SOURCE INFORMATION below:
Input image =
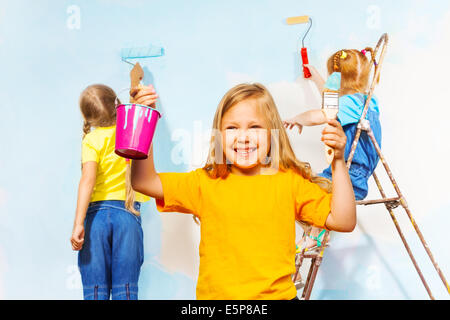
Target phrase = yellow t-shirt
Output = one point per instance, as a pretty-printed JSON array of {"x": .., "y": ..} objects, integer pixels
[
  {"x": 247, "y": 246},
  {"x": 98, "y": 145}
]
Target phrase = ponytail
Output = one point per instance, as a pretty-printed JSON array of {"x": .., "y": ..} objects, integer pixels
[
  {"x": 372, "y": 60},
  {"x": 130, "y": 194}
]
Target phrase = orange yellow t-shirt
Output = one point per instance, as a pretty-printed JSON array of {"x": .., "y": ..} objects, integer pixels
[
  {"x": 98, "y": 145},
  {"x": 247, "y": 246}
]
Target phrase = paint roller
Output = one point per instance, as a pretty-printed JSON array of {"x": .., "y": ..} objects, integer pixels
[
  {"x": 330, "y": 105},
  {"x": 137, "y": 73},
  {"x": 303, "y": 51}
]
End of SOURCE INFORMATION.
- WORK INSTRUCTIONS:
Each line from the one with "Target phrase = ponytail" to the end of the material should be duplicated exactly, and no other line.

- SOLVED EXERCISE:
Target phrase = ponytail
Output = one point per instance, as a pretty-printed JSON array of {"x": .., "y": ..} objects, integer pixels
[
  {"x": 372, "y": 60},
  {"x": 130, "y": 194}
]
Target phrase = orange yellow t-shirt
Output = one point per instance, as a pretty-printed JSON array of {"x": .., "y": ..} objects, integer pixels
[
  {"x": 98, "y": 145},
  {"x": 247, "y": 246}
]
Target phrase = paint roller
Output = one point per instance, as a pretty-printed JSON array of {"x": .., "y": ..} objects, integer pixels
[
  {"x": 330, "y": 105},
  {"x": 137, "y": 73},
  {"x": 303, "y": 51}
]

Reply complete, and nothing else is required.